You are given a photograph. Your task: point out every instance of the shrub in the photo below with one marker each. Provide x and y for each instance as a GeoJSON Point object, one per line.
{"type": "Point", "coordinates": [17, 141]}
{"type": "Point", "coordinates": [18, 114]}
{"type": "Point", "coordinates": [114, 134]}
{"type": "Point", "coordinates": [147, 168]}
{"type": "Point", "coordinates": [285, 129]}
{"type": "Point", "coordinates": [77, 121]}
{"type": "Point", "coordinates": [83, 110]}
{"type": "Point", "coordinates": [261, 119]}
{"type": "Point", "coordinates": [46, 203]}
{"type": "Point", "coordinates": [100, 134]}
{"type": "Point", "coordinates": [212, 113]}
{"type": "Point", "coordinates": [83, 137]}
============
WHAT TO DO:
Your answer must be the records themselves, output again exactly.

SOLUTION TO THE PROBLEM:
You are given a photograph. Your task: point out every instance of the shrub in the photo below with one marker each. Provide x and y for each instance as a GeoJSON Point object, one per line.
{"type": "Point", "coordinates": [17, 141]}
{"type": "Point", "coordinates": [18, 114]}
{"type": "Point", "coordinates": [114, 134]}
{"type": "Point", "coordinates": [147, 168]}
{"type": "Point", "coordinates": [285, 129]}
{"type": "Point", "coordinates": [77, 121]}
{"type": "Point", "coordinates": [83, 110]}
{"type": "Point", "coordinates": [261, 119]}
{"type": "Point", "coordinates": [46, 203]}
{"type": "Point", "coordinates": [100, 134]}
{"type": "Point", "coordinates": [212, 113]}
{"type": "Point", "coordinates": [83, 137]}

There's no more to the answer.